** Text for analysis **
☆ ☆ ☆ ☆ ☆

Objective  To examine whether the number of maternal psychopathologies is associated with increased clinically significant behavioral problems in preschool children exposed to disaster, using child behavior ratings from multiple informants.

Design  Cross-sectional study.

Setting  Lower Manhattan, New York, New York.

Participants  One hundred two preschool child-mother dyads directly exposed to the World Trade Center attacks.

Exposures  Maternal disorders: 2 (posttraumatic stress disorder [PTSD] and depression), 1 (depression or PTSD), or none.

Main Outcome Measures  Maternal depression and PTSD were self-reported. Child behavioral problems were rated by mothers and teachers using a standardized behavioral checklist. For each informant, we created separate dichotomous variables that indicated whether the child's behavioral problems were severe enough to be clinically significant. We then used an analytic technique (generalized estimating equations) that integrates the child behavioral problem ratings by the mother and teachers to derive a more reliable indicator of clinically significant child behavioral problems.

Results  The rate of clinically significant child behavioral problems increased linearly relative to the number of maternal psychopathologies. The number of maternal psychopathologies was associated with a linear increase in functional impairment. Compared with children of mothers without psychopathologies, children of mothers with depression and PTSD were at greater risk for several clinically significant problems, notably, aggressive behavior (relative risk, 13.0), emotionally reactive behavior (11.2), and somatic complaints (10.5). Boys were more likely to have clinically significant behavior problems than were girls.

Conclusion  Concurrent maternal depression and PTSD was associated with dramatic increases in the rate of clinically significant behavioral problems in preschool children, particularly boys, 3 years after the World Trade Center attacks.

☆ ☆ ☆ ☆ ☆

** Dataset excerpts **
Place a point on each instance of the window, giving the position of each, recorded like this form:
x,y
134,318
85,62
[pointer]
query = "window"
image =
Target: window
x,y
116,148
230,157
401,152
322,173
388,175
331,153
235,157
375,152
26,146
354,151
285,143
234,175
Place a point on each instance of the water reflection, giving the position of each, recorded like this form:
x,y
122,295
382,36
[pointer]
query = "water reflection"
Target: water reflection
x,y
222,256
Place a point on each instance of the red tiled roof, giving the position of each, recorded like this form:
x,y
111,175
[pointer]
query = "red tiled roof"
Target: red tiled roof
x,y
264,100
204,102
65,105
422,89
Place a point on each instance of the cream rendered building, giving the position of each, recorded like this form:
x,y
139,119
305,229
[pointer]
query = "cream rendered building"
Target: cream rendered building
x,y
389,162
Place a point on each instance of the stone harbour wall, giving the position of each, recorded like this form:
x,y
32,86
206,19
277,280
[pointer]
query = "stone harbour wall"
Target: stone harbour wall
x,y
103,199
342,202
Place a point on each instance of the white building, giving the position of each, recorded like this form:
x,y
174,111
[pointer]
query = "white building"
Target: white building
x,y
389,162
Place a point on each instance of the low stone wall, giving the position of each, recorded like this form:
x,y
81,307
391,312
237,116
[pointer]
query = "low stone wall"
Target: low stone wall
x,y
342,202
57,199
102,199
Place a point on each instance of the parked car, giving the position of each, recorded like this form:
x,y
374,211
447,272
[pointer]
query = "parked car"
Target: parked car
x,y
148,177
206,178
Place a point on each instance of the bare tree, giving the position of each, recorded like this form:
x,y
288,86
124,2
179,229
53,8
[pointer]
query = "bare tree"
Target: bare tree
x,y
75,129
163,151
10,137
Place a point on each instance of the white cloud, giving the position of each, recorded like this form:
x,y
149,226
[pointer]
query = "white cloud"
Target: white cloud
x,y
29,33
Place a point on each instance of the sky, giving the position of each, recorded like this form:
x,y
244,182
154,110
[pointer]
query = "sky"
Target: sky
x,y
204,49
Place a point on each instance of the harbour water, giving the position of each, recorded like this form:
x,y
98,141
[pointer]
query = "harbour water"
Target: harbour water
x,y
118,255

☆ ☆ ☆ ☆ ☆

** Instructions **
(1) Please decide whether each statement below agrees with the study summary above. Answer yes or no, and quote the words from the summary that decide it.
(a) The study followed the same children over several years.
(b) Child behavior was rated by both mothers and teachers.
(c) Girls were more likely than boys to show clinically significant behavior problems.
(2) Answer these questions from the study summary above.
(a) How many child-mother dyads took part?
(b) Where was the study set?
(c) What relative risk was reported for aggressive behavior?

** Solutions below **
(1)
(a) No: "Cross-sectional study."
(b) Yes: "Child behavioral problems were rated by mothers and teachers using a standardized behavioral checklist."
(c) No: "Boys were more likely to have clinically significant behavior problems than were girls."

(2)
(a) One hundred two
(b) Lower Manhattan, New York, New York
(c) 13.0